» Task details: Copy the data below verbatim, leaving no line out.

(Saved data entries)

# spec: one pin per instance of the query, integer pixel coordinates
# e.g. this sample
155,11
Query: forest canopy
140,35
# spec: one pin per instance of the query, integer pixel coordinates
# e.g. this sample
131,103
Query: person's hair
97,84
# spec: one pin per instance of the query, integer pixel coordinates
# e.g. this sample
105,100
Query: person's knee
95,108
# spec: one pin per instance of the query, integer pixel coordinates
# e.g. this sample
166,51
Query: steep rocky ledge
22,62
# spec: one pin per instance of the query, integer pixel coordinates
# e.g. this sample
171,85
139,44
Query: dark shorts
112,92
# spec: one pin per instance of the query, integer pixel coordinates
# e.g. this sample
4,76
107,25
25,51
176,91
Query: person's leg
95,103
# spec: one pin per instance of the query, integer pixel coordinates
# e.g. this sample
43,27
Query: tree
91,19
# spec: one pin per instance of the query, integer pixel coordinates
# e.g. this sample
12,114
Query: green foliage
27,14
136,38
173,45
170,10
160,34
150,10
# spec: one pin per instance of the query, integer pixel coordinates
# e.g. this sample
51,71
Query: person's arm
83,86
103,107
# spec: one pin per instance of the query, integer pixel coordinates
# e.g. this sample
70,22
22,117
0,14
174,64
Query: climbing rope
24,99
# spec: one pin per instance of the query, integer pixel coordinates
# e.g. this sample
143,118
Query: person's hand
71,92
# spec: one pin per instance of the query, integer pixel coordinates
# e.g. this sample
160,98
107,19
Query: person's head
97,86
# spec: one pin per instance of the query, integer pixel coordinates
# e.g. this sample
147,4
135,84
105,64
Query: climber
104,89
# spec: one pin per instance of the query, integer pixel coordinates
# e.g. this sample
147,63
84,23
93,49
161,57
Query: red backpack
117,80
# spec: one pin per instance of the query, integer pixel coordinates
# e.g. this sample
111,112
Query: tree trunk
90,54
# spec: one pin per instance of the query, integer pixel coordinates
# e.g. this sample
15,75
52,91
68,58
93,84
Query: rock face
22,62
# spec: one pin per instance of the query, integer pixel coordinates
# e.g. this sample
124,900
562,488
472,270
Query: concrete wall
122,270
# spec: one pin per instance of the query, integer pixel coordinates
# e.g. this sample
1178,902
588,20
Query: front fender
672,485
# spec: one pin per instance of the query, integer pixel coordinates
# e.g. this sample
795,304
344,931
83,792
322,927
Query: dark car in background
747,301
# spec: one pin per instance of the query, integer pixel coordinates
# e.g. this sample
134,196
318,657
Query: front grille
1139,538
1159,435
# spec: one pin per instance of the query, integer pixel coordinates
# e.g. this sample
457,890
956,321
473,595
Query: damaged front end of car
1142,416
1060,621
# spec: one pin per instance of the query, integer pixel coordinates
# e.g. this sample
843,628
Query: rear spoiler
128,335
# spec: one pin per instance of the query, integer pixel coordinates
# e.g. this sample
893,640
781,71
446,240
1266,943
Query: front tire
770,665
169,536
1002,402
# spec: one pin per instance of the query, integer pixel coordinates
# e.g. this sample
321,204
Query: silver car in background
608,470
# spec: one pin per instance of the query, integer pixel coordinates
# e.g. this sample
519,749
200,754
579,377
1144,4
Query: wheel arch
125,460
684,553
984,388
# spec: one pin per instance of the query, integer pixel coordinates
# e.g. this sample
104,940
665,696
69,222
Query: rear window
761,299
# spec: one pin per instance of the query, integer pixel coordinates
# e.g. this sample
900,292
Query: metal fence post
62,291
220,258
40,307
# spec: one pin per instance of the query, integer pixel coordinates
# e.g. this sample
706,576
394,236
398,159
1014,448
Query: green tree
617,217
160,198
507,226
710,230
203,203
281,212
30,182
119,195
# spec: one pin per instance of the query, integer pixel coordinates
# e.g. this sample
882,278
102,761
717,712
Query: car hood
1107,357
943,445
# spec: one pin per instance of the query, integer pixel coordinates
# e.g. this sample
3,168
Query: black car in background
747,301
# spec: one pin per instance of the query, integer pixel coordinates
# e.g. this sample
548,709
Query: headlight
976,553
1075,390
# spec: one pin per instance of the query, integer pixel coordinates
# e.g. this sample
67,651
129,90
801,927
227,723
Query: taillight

» Answer for the task:
# spec: one pin per instance of the query, integer pixel coordinates
# e.g. this sample
155,11
Query: forest canopy
140,35
# spec: one pin per instance of the query, integer pixel coordinates
# e.g. this sample
131,103
Query: person's hair
97,84
# spec: one pin per instance of the query, integer pixel coordinates
# e.g. this sample
105,100
Query: person's knee
95,108
# spec: one pin per instance of the query, integer pixel coordinates
# e.g. this sample
166,51
Query: steep rocky ledge
22,62
# spec: one pin per instance of the query, integer pixel coordinates
# e.g. this sample
171,85
139,44
Query: dark shorts
112,92
# spec: one pin per instance of the query, integer pixel coordinates
# e.g. this sample
4,76
107,25
25,51
176,91
Query: person's leg
95,103
# spec: one pin per instance of the query, integer pixel coordinates
# e.g. this sample
43,27
Query: tree
91,19
# spec: one pin per instance of the query, integer pixel coordinates
# e.g. this sample
12,114
Query: green foliage
27,14
136,38
173,45
170,10
160,34
150,10
# spec: one pin per instance of the query, integer pixel coordinates
# e.g. this sample
51,71
Query: person's arm
83,86
103,107
# spec: one pin per instance of the query, integer pixel coordinates
# e.g. this sample
70,22
22,117
0,14
174,64
Query: climbing rope
24,99
# spec: one pin per instance of the query, integer pixel coordinates
# e.g. this sample
143,118
Query: person's hand
71,92
# spec: one pin per instance of the query, integer pixel coordinates
# e.g. this sample
160,98
107,19
Query: person's head
97,86
# spec: one pin per instance of the query, integer pixel coordinates
# e.g. this sample
147,4
135,84
105,64
Query: climber
104,89
# spec: one pin per instance of the query, integer pixel coordinates
# e.g. this sample
147,63
84,23
93,49
161,57
Query: red backpack
117,80
# spec: one pin per instance of the query, integer pixel coordinates
# e.g. this sample
111,112
Query: tree trunk
90,54
# spec: one pin per instance of the query, integer pixel coordinates
# e.g. this sample
15,75
52,91
68,58
93,84
Query: rock face
22,62
# spec: one pin per instance of the query, integer pixel coordinates
# e.g. this sample
124,900
562,488
472,270
Query: concrete wall
122,270
# spec: one pin per instance of the query, integer pixel coordinates
# e.g. this sample
1178,902
588,20
Query: front fender
672,485
# spec: one pin per instance of the query, integer pixel coordinates
# e.g. this sample
795,304
344,931
83,792
322,927
Query: dark car in background
747,301
# spec: one pin per instance of the query, integer pixel coordinates
# e.g. this sample
134,196
318,657
Query: front grille
1139,538
1159,435
# spec: one pin per instance of the query, integer pixel coordinates
# e.g. this sample
457,890
956,321
473,595
Query: damaged front end of car
1142,416
1060,621
# spec: one pin per instance of the query, integer pixel coordinates
# e.g. this sample
843,628
Query: rear spoiler
128,335
# spec: one pin per instance of the query, integer pixel coordinates
# e.g. this sample
893,640
781,71
446,240
1266,943
Query: front tire
770,665
169,536
1002,402
# spec: one pin per instance of the query, integer pixel coordinates
# e.g. this sample
321,204
Query: silver car in background
608,470
# spec: one pin per instance of the query, integer pixel coordinates
# e.g. this sample
519,749
200,754
579,377
1144,4
Query: wheel arch
125,460
684,553
984,388
# spec: one pin per instance of the query, integer pixel coordinates
# e.g. this sample
104,940
665,696
69,222
Query: rear window
761,299
# spec: one pin per instance of the query, integer pixel coordinates
# e.g. this sample
900,292
Query: metal fence post
62,291
220,258
40,307
# spec: one pin per instance of the query, integer pixel coordinates
# e.g. this sample
706,576
394,236
398,159
1014,448
Query: green tree
617,217
160,198
507,226
710,230
203,203
281,212
30,182
119,195
# spec: one pin per instance of the query, integer pixel coordinates
# e.g. this sample
882,278
102,761
717,712
Query: car hood
1107,357
943,445
# spec: one pin per instance of the query, integer pixel coordinates
# e.g. this sample
3,168
Query: black car in background
747,301
# spec: one pin per instance of the query, integer pixel coordinates
# e.g. this sample
548,709
Query: headlight
976,553
1075,390
# spec: one pin per instance of the query, integer pixel coordinates
# e.g. this sample
67,651
129,90
801,927
227,723
Query: taillight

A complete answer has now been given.